→ Prompt:
Where a line contains the word "hanging", copy that line from the records below.

→ Data provided:
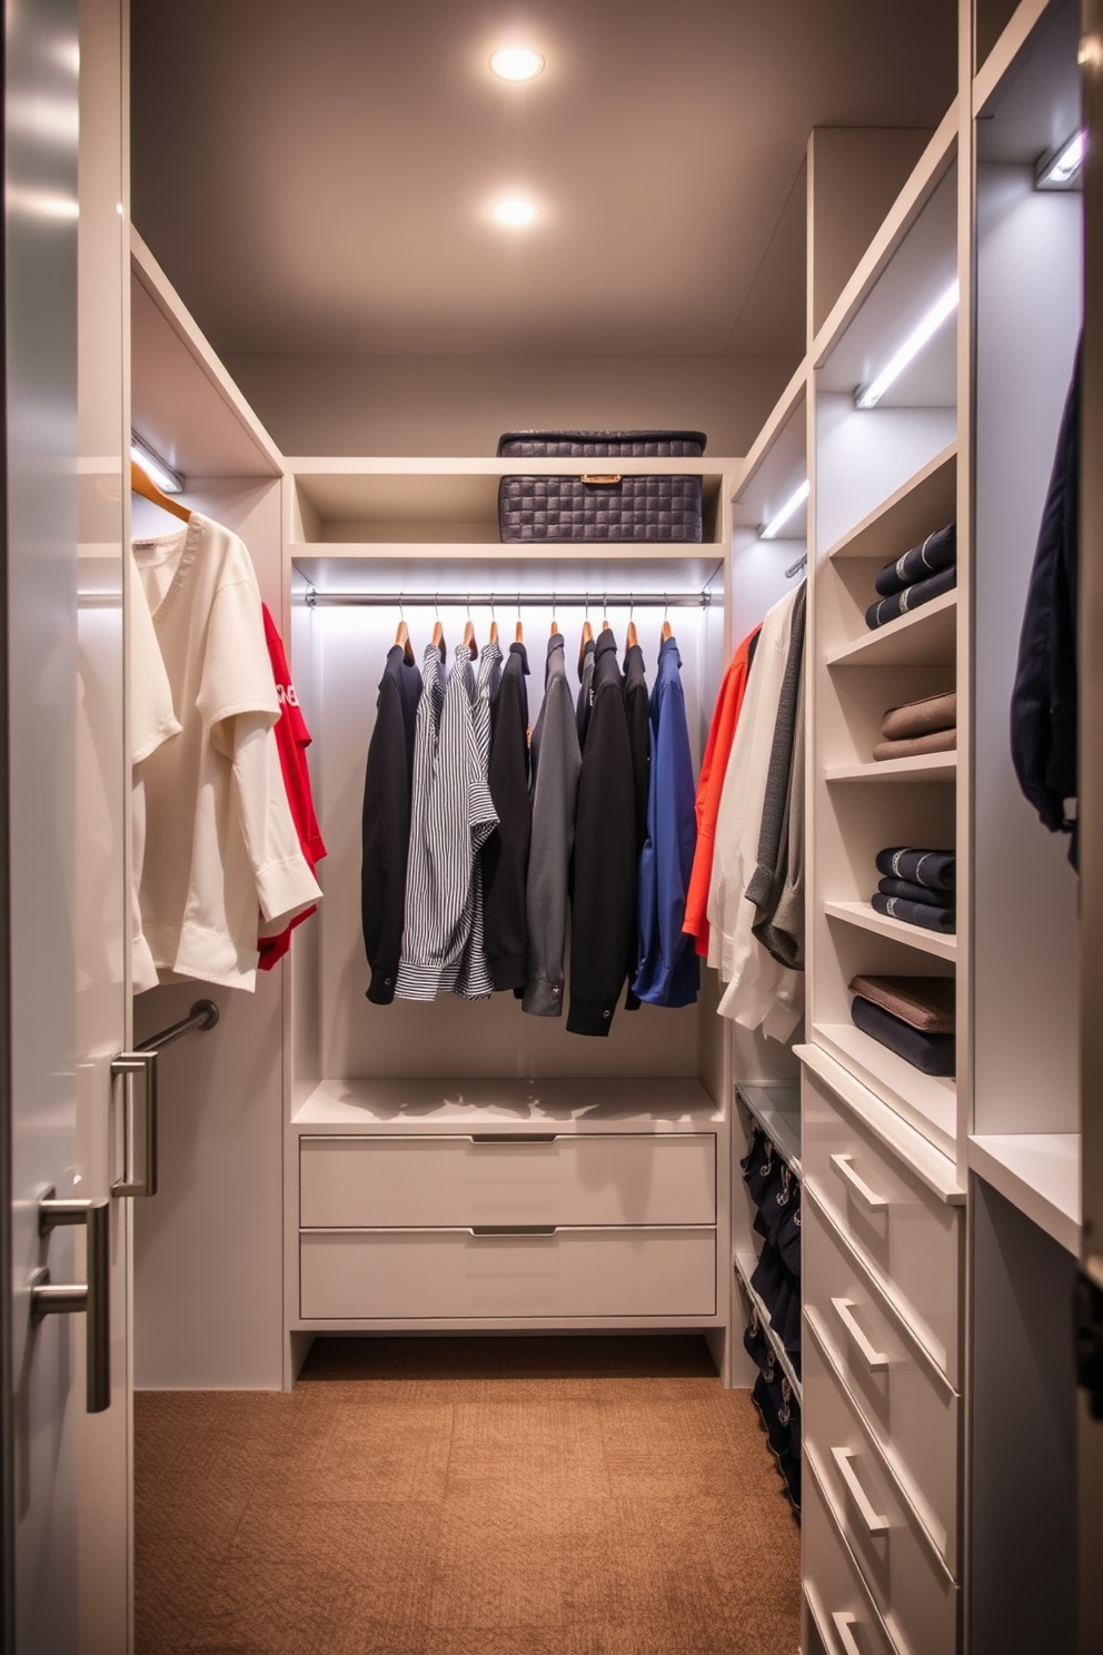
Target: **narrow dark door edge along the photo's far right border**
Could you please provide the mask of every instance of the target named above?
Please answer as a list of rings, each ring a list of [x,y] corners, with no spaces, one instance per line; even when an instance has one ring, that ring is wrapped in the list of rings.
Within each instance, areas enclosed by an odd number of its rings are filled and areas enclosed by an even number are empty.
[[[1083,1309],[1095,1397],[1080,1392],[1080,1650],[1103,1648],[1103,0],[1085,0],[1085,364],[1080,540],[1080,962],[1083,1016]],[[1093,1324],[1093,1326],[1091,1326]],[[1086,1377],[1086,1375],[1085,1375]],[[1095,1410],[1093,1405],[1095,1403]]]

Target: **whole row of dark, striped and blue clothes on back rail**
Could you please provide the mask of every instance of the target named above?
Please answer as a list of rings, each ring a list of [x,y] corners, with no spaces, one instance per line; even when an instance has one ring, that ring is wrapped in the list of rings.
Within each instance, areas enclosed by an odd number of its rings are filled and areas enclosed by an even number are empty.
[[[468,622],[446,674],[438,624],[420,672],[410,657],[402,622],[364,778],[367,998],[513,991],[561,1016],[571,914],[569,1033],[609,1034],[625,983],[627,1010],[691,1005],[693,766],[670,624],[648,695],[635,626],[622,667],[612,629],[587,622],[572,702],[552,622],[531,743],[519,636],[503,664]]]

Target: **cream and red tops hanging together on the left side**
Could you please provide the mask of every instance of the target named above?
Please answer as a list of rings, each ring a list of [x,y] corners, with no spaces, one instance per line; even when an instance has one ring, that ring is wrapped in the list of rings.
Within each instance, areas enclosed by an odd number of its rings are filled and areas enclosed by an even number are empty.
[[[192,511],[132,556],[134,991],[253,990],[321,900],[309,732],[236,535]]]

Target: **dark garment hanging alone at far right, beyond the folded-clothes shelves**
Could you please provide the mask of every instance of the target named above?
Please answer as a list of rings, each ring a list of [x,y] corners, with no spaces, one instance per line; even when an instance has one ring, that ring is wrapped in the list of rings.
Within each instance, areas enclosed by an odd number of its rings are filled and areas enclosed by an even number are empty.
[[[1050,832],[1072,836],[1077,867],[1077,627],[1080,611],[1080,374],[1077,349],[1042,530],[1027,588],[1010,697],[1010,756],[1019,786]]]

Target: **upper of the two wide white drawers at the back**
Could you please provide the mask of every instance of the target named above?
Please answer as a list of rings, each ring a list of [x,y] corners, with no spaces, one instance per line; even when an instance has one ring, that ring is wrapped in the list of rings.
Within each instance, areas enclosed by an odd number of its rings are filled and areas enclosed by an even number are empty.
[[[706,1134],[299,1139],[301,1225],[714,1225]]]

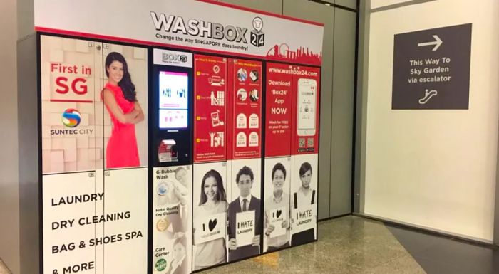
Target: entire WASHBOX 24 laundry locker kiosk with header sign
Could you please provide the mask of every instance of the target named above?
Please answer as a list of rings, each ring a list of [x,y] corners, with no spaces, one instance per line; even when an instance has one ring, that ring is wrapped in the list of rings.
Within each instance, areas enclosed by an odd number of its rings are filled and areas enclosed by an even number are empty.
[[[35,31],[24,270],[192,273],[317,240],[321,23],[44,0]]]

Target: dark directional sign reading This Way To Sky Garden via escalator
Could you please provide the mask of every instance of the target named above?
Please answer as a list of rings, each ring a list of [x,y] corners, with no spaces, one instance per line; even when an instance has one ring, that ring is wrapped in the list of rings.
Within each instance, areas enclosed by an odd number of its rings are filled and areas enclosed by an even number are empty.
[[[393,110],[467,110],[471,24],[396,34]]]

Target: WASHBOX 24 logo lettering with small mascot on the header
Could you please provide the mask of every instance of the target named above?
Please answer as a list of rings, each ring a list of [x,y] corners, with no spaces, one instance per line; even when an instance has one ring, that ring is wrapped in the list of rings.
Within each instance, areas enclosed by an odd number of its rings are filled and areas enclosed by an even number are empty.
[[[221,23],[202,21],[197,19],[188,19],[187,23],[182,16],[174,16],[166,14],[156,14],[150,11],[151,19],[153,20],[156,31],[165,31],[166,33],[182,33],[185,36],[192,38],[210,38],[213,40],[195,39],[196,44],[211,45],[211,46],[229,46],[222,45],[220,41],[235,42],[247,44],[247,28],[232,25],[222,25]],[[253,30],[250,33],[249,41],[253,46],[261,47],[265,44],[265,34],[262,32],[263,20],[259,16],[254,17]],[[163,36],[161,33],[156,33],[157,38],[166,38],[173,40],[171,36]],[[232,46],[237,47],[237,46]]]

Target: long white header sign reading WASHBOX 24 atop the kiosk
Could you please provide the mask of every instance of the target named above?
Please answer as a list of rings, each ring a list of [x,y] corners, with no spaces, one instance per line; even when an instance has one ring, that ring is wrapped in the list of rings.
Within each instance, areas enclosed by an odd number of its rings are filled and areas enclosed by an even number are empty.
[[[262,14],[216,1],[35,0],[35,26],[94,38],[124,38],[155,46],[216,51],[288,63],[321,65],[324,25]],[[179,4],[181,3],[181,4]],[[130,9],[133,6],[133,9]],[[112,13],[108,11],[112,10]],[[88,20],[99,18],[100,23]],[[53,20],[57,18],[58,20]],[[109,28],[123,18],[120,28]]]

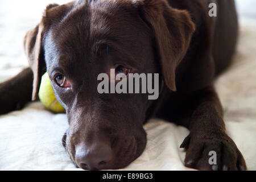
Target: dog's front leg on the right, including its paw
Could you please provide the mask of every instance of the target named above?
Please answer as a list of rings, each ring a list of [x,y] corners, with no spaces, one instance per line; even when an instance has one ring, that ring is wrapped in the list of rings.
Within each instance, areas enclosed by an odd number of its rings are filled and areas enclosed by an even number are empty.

→ Written response:
Target: **cream and red tops hanging together on the left side**
Target: **dark garment hanging alone at far right, beyond the folded-clothes shelves**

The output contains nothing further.